→ **PROBLEMS AND TASKS**:
a) Can you reproduce the passage of the Rank Sequences tutorial between "What you need" and "against the prompt.", inclusive?
b) Answer these from the Rank Sequences tutorial:
(i) Which file formats can be uploaded to the Input sequence field?
(ii) How many prompts does the tutorial suggest ensembling?
(iii) What tool does OpenProtein.AI use for its homology search against Uniref?

Using the Rank Sequences tool#
This tutorial teaches you how to assess protein fitness by using the Rank Sequences tool to score your input sequences relative to a prompt. Use this as a starting point for predicting the outcomes of a specific sequence or prioritizing variants for further analysis.
On this page, you will learn how to score sequences to predict fitness and rank variants, then interpret and fine-tune the results.
If you run into any challenges or have questions while getting started, please contact OpenProtein.AI support.
What you need before starting#
This tool requires a multiple sequence alignment (MSA), from which it builds a prompt. You can upload your own MSA or have the OpenProtein model generate one for you. If you aren’t already familiar with prompts, we recommend learning more about OpenProtein.AI’s prompts and prompt sampling methods before diving in.
You also need an input sequence, or list of sequences you want to score against the prompt.
Rank your sequences#
To navigate to the tool, open the PoET dropdown menu then select Rank Sequences.
Add the sequence or sequences you want to score to the Input sequence field.
Enter the sequence(s) directly, or upload an existing .fa, .fasta, or .csv file.
Next, add your custom MSA to the Prompt Definition field. Enter the sequence(s) directly, or upload an existing .fa, .fasta, or .csv file.
If you don’t have an existing MSA, enter your target protein and select Use first sequence as seed to generate MSA. OpenProtein.AI generates an MSA by doing a homology search against Uniref using mmseqs2 with default settings from ColabFold. It then uses the MSA to create a prompt. Please note that if you check Use first sequence as seed to generate MSA when multiple sequences are entered, sequences after the first are ignored. Choose the number of prompts to ensemble. Select 1 to sample a single prompt, or increase the diversity of generated outputs by ensembling over 2-15 prompts. We suggest using 3-5 prompts. Finally, set sampling method fields. We suggest starting with the default settings. If you have specific needs, see prompt sampling parameters.
You’re ready to rank your sequences! Select Run. The job may take a few minutes depending on how busy the service is, how long your sequences are, and how many sequences you want to score.
A 400 (Bad request) error code may be due to the following:
Issue description |
Solution |
---|---|
Invalid PoET Job or Parent |
Re-enter prompt and try again. |
Invalid prompt in PoET service |
Reupload prompt and try again. Refer to the article about prompts. Ensure minimum and maximum similarity parameters are not filtering out all sequences in prompt. |
Invalid user input in align service |
Ensure you don’t have
If necessary, refer to the article on sampling parameters. |
Invalid MSA (not aligned, etc) |
|
Please contact OpenProtein.AI support if the suggested solutions don’t resolve the issue.

→ **STUDY MATERIAL**:
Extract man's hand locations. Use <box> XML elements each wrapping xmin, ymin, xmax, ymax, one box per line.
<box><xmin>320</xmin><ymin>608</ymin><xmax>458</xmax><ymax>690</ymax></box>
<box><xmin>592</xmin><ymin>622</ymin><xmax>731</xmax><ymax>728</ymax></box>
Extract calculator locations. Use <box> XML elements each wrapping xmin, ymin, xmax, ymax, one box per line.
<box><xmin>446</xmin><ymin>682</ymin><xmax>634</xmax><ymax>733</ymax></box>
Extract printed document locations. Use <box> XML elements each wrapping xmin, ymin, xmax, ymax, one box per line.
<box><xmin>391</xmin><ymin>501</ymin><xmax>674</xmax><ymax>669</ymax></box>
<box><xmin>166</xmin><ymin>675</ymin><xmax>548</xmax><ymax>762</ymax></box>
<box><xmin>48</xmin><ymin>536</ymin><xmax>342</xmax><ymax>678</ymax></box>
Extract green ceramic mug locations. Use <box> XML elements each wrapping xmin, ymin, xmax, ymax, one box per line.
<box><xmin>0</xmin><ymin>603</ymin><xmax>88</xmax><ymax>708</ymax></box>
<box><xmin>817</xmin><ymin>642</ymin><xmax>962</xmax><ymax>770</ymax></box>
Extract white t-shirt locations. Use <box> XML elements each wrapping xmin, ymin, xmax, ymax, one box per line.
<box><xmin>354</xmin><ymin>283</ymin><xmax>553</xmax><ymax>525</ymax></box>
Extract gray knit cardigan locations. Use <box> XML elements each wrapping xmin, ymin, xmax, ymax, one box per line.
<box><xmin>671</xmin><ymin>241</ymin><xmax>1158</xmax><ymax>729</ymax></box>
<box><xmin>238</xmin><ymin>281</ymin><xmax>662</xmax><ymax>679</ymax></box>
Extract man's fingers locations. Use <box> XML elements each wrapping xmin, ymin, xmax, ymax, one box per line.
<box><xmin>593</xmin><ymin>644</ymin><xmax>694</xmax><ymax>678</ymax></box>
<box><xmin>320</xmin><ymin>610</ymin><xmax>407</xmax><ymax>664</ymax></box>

→ **EXERCISE SOLUTIONS**:
a)
What you need before starting#
This tool requires a multiple sequence alignment (MSA), from which it builds a prompt. You can upload your own MSA or have the OpenProtein model generate one for you. If you aren’t already familiar with prompts, we recommend learning more about OpenProtein.AI’s prompts and prompt sampling methods before diving in.
You also need an input sequence, or list of sequences you want to score against the prompt.

b)
(i) .fa, .fasta, or .csv
(ii) 3-5 prompts
(iii) mmseqs2